• **练习题目**:
把下面的记录一字不改地抄下来，从含有“of the open”的那一行开始，到含有“(1215, 789)”的那一行为止，首尾两行都要抄。
##### 本题数据
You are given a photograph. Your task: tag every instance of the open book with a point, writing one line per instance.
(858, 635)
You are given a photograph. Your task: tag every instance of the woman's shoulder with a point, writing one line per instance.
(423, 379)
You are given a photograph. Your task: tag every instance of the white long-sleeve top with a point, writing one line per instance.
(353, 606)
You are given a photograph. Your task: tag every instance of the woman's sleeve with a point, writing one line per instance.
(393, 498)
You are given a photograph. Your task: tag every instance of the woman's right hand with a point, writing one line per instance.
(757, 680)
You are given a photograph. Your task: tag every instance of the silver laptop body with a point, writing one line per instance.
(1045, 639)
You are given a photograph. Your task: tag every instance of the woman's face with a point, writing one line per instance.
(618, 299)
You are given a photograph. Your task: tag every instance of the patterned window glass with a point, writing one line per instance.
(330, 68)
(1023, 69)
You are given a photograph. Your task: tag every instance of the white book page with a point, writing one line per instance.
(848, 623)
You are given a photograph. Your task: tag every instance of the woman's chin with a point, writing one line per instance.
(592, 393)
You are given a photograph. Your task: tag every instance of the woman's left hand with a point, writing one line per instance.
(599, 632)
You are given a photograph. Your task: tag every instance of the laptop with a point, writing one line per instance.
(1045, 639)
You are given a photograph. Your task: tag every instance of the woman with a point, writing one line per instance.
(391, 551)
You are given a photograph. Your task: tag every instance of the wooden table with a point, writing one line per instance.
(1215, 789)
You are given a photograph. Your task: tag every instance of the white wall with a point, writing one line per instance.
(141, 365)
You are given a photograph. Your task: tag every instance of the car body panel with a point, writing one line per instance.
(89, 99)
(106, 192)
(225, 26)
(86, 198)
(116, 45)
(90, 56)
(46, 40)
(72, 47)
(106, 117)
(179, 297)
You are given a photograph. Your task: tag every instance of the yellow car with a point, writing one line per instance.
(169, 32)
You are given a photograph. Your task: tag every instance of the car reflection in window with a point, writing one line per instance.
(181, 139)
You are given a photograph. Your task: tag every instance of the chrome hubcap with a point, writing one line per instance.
##########
##### 本题数据
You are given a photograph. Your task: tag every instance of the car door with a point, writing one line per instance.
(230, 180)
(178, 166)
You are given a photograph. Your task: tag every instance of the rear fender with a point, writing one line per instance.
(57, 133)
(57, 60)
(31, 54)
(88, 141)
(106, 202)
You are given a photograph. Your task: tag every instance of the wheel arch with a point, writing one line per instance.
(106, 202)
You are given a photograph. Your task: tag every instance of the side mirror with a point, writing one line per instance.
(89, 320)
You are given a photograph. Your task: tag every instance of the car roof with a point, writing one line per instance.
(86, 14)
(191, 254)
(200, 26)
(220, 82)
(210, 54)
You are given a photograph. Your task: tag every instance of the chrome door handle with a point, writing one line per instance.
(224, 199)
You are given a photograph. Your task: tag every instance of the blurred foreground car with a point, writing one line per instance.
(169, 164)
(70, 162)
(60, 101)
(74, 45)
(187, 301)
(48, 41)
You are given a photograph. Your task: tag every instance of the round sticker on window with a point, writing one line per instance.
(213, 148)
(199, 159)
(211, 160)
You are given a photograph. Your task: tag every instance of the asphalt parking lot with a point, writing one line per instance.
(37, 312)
##########
• **完整解答**:
You are given a photograph. Your task: tag every instance of the open book with a point, writing one line per instance.
(858, 635)
You are given a photograph. Your task: tag every instance of the woman's shoulder with a point, writing one line per instance.
(423, 379)
You are given a photograph. Your task: tag every instance of the white long-sleeve top with a point, writing one line per instance.
(353, 606)
You are given a photograph. Your task: tag every instance of the woman's sleeve with a point, writing one line per instance.
(393, 498)
You are given a photograph. Your task: tag every instance of the woman's right hand with a point, writing one line per instance.
(757, 680)
You are given a photograph. Your task: tag every instance of the silver laptop body with a point, writing one line per instance.
(1045, 639)
You are given a photograph. Your task: tag every instance of the woman's face with a point, writing one line per instance.
(618, 299)
You are given a photograph. Your task: tag every instance of the patterned window glass with a point, writing one line per instance.
(330, 68)
(1023, 69)
You are given a photograph. Your task: tag every instance of the white book page with a point, writing one line per instance.
(848, 623)
You are given a photograph. Your task: tag every instance of the woman's chin with a point, writing one line per instance.
(592, 393)
You are given a photograph. Your task: tag every instance of the woman's left hand with a point, writing one line per instance.
(599, 632)
You are given a photograph. Your task: tag every instance of the laptop with a point, writing one line per instance.
(1045, 639)
You are given a photograph. Your task: tag every instance of the woman with a point, writing one line per instance.
(391, 551)
You are given a photograph. Your task: tag every instance of the wooden table with a point, writing one line per instance.
(1215, 789)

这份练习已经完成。